■ Task to carry out
Return each line of the records in which the word "door" appears, treating uppercase and lowercase as distinct.

[Data items]

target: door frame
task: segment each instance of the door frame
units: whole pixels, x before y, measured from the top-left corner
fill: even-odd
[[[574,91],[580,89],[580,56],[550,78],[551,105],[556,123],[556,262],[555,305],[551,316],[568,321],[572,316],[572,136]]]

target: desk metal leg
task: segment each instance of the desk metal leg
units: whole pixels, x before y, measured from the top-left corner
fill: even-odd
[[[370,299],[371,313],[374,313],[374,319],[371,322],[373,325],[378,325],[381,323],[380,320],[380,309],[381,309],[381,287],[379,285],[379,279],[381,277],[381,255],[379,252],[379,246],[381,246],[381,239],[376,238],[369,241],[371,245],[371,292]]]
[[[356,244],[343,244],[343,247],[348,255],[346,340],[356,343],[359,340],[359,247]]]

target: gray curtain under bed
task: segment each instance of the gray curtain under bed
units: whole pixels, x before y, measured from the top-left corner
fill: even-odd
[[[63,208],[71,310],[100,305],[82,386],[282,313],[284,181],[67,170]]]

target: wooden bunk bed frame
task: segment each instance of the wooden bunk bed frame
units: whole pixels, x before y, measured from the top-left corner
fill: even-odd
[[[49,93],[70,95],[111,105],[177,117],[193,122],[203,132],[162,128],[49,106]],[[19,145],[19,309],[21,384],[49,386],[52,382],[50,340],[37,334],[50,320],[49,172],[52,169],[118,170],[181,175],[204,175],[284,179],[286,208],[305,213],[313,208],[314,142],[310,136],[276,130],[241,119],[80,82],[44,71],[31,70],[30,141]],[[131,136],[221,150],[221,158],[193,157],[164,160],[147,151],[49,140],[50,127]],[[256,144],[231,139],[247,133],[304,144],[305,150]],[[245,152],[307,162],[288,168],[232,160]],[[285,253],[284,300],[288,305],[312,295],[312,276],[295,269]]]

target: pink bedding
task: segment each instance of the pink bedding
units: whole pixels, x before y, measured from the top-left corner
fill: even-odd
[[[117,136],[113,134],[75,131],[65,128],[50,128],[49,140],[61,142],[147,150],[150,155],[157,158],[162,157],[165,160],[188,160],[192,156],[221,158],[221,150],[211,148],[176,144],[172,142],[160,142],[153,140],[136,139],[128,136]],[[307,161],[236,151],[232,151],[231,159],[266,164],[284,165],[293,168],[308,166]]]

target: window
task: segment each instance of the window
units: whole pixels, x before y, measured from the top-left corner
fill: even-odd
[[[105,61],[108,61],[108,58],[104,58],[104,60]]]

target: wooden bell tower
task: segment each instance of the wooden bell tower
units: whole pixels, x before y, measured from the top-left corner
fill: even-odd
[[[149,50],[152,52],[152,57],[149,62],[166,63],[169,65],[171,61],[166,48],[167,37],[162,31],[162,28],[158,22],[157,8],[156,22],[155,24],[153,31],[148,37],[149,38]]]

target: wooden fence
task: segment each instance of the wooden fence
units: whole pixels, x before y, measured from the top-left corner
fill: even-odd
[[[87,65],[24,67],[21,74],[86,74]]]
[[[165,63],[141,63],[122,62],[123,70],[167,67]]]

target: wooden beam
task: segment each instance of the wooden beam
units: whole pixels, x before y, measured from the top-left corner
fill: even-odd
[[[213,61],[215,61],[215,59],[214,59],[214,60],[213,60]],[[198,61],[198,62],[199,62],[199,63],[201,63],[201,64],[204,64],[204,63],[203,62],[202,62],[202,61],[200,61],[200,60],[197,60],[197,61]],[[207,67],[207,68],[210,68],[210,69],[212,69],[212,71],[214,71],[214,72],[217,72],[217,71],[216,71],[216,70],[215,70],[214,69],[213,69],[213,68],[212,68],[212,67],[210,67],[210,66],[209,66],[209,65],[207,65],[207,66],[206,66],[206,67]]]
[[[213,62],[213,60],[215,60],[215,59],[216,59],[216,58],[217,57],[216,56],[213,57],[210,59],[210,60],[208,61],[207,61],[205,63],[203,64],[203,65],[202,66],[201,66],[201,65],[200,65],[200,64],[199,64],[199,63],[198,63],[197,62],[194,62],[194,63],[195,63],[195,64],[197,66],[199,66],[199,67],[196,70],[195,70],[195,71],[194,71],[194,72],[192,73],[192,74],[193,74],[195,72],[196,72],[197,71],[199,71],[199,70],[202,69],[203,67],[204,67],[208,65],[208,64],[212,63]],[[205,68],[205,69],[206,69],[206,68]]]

■ Solution
target: door frame
task: segment each instance of the door frame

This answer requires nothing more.